***** Task inputs *****

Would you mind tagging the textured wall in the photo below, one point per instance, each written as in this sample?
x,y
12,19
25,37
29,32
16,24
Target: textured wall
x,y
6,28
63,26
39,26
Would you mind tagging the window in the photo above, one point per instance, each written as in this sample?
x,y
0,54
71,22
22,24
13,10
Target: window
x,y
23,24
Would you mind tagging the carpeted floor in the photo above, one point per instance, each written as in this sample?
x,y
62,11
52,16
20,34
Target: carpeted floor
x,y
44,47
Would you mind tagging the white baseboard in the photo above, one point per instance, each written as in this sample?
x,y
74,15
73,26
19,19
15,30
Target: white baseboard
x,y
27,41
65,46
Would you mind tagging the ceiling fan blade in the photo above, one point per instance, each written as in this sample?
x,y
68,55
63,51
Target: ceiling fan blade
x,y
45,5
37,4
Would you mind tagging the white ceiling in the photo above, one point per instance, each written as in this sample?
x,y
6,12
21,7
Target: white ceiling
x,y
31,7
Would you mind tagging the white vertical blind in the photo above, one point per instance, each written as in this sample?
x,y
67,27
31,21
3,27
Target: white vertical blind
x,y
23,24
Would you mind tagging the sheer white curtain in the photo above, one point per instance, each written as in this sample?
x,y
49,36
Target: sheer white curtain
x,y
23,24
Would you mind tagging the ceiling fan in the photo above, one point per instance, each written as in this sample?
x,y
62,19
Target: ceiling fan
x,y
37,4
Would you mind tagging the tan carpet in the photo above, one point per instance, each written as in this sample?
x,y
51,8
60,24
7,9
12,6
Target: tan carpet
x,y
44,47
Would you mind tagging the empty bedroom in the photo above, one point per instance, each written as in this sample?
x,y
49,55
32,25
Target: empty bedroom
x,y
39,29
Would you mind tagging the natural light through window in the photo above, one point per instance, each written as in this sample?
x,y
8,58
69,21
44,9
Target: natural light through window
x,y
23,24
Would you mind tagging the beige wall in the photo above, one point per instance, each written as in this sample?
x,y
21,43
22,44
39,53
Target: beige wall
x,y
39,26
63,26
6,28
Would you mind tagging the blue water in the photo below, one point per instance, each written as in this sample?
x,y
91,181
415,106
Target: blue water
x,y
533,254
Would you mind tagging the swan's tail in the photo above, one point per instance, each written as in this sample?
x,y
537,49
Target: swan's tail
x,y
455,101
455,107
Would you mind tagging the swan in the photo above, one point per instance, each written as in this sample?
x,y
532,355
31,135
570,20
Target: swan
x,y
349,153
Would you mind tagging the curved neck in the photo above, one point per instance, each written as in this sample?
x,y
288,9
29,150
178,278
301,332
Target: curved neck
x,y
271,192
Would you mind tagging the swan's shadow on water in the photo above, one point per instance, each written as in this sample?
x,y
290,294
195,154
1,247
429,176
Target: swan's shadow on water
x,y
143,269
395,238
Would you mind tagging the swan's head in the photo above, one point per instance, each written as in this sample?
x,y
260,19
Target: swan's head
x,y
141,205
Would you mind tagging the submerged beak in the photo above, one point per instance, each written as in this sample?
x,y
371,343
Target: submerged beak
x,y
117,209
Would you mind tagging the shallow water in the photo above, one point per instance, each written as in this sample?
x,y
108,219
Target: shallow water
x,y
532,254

*****

Do this –
Convert the part of the listing that starts at the line containing "Would you mind tagging the submerged" and runs through its final line into a numbered list, leaving out any blank lines.

Written reply –
1. Would you mind tagging the submerged beak in the photo above, one point per instance, each written as in this sample?
2. x,y
3. 371,343
4. Target: submerged beak
5. x,y
6. 117,209
7. Would you mind tagging the shallow water in the photo above, one point per instance, each written as in this sample?
8. x,y
9. 108,219
10. Target: shallow water
11. x,y
12. 532,254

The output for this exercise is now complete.